BEGIN Information
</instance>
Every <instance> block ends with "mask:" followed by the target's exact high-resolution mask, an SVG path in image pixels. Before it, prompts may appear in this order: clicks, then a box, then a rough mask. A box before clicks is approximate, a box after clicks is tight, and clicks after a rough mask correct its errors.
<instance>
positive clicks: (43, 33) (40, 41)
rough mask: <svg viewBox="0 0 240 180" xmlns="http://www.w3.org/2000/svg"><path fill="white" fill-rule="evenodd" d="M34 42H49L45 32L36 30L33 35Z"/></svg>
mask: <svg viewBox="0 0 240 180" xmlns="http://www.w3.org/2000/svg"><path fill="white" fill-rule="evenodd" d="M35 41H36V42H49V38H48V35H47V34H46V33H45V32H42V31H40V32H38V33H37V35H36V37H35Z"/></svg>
END Information
Print out the whole listing exactly as it appears.

</instance>
Every <instance> block ends with "mask:" followed by the target's exact high-resolution mask, an SVG path in image pixels. Before it, prompts may appear in this order: clicks, then a box, then a rough mask. A box before clicks is approximate, a box after clicks is tight, and clicks after a rough mask correct its errors.
<instance>
positive clicks: (43, 33) (40, 41)
rough mask: <svg viewBox="0 0 240 180" xmlns="http://www.w3.org/2000/svg"><path fill="white" fill-rule="evenodd" d="M34 42H49L45 32L36 30L33 35Z"/></svg>
mask: <svg viewBox="0 0 240 180" xmlns="http://www.w3.org/2000/svg"><path fill="white" fill-rule="evenodd" d="M35 41H36V42H49V38H48V35H47V34H46V33H45V32H42V31H40V32H38V33H37V35H36V37H35Z"/></svg>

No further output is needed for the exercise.